▶ **What to do**
Give back, exactly and with nothing added, the lines that run from the one containing "wristband --coords pixels" to the final line below.

[Start of section]

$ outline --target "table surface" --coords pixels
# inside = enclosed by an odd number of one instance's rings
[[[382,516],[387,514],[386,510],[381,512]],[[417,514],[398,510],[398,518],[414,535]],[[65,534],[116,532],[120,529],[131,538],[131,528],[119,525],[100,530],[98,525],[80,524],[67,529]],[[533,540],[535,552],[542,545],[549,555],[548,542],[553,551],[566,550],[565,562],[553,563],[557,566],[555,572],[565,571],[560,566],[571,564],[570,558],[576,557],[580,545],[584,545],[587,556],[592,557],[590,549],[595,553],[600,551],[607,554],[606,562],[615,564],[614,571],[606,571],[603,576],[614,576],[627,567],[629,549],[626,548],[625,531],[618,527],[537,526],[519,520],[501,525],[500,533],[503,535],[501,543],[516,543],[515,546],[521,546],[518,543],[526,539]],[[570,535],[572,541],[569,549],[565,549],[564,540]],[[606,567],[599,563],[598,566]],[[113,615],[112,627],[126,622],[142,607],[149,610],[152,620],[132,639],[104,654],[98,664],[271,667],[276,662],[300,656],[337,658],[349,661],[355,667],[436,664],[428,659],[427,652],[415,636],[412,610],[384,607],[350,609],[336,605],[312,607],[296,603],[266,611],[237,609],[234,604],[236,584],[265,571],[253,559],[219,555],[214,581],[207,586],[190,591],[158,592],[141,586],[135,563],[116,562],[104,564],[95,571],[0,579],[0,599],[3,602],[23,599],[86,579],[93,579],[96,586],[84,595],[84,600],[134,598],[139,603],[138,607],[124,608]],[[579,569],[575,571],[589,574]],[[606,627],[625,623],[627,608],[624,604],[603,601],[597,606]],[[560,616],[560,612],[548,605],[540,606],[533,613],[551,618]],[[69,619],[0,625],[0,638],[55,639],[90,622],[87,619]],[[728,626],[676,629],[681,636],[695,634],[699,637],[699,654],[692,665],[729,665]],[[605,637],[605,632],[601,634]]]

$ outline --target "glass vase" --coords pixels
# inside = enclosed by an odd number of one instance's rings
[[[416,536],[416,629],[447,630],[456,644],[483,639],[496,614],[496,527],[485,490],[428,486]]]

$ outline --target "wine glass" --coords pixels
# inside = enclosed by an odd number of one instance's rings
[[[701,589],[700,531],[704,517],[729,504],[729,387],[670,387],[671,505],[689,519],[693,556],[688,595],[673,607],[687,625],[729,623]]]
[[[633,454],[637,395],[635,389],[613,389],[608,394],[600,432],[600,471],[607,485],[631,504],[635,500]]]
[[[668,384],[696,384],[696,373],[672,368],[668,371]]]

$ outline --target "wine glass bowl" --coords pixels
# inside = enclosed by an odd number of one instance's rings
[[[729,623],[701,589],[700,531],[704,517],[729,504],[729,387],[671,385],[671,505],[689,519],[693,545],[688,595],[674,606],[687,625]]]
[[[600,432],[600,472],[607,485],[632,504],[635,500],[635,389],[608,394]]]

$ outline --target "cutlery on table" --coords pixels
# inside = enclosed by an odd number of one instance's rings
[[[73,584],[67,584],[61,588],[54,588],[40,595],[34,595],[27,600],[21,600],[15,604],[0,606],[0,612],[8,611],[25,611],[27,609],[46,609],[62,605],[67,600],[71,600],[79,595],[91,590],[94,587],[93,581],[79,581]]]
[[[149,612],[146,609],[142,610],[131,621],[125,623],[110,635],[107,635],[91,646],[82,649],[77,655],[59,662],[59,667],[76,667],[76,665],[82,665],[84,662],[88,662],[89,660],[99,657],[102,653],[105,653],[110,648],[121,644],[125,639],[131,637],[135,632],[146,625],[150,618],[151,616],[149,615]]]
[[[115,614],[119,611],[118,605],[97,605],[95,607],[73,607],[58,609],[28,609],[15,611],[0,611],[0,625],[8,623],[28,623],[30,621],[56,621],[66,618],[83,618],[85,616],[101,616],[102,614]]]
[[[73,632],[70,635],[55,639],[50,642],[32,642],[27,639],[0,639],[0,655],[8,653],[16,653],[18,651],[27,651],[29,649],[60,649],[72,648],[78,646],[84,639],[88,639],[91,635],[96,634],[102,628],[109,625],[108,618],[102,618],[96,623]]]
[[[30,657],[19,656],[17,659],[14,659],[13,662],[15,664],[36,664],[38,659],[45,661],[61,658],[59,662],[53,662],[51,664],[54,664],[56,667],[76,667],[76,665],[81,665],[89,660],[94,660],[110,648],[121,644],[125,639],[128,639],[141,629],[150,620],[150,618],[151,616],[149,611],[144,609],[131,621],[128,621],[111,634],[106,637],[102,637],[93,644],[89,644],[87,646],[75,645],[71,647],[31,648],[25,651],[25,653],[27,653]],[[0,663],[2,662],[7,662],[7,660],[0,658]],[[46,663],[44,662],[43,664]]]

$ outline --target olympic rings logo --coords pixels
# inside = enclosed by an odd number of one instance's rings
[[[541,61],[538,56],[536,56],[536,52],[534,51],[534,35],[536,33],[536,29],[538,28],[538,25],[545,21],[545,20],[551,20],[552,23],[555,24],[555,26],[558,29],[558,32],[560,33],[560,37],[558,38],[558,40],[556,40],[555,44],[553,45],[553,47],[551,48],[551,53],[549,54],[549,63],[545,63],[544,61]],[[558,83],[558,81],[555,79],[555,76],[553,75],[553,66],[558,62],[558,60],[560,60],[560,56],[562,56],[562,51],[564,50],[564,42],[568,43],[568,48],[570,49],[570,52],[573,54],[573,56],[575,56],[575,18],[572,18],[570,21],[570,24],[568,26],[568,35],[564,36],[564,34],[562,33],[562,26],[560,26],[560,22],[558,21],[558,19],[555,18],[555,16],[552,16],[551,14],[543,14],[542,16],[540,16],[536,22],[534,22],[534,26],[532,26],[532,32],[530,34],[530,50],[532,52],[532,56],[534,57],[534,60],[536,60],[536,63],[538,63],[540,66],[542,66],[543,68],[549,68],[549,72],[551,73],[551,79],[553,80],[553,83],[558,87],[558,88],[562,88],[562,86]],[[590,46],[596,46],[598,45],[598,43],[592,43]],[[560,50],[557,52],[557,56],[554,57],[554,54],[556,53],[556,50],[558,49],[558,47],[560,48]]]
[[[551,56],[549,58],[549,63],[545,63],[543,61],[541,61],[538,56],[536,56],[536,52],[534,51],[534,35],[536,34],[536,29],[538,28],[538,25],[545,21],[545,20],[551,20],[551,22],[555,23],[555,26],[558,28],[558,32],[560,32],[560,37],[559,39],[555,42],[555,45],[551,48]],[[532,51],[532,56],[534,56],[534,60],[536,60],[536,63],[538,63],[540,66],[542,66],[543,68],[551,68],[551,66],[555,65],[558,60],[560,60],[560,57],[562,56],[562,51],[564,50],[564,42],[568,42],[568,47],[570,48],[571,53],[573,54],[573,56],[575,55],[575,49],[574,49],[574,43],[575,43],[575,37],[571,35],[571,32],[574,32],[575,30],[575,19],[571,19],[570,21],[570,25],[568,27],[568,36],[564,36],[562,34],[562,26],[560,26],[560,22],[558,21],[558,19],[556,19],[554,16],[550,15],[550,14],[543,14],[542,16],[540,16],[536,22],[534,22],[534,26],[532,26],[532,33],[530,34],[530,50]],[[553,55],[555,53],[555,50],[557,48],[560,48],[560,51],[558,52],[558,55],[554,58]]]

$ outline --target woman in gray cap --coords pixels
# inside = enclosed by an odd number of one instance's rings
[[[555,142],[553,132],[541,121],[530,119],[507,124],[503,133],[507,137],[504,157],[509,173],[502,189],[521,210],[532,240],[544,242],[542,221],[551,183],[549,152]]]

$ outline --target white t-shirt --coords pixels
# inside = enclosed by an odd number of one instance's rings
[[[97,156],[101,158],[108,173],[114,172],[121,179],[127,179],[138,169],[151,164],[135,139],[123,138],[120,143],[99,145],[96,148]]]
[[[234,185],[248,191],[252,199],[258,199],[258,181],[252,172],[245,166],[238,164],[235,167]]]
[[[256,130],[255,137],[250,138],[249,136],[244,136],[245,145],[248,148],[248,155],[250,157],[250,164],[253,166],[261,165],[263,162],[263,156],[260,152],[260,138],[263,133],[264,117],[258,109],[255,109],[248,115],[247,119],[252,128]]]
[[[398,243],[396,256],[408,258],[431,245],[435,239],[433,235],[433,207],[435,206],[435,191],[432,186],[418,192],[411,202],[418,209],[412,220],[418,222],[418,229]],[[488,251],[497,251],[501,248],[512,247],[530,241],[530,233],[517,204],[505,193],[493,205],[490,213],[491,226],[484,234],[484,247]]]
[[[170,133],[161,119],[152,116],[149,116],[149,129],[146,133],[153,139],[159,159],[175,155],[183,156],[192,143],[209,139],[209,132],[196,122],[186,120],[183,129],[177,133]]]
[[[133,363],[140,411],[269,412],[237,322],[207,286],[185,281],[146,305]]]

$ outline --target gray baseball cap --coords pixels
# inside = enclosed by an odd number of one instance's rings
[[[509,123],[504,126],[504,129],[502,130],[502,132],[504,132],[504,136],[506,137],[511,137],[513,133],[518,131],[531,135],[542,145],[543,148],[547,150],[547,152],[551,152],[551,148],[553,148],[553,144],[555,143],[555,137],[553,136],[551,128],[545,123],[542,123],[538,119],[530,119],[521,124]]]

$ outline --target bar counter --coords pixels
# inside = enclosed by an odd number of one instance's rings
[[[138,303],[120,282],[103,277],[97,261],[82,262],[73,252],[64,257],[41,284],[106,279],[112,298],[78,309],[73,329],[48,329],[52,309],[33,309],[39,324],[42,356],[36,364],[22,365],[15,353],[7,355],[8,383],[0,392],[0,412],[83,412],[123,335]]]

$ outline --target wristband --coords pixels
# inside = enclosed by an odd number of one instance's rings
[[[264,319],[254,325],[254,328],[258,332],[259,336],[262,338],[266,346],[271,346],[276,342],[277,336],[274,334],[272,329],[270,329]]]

[End of section]

▶ **Solution to this problem**
$ outline --target wristband --coords pixels
# inside = enclosed by an odd number of one instance's rings
[[[264,319],[254,325],[254,328],[258,332],[259,336],[262,338],[266,346],[271,346],[276,342],[277,336],[274,334],[272,329],[270,329]]]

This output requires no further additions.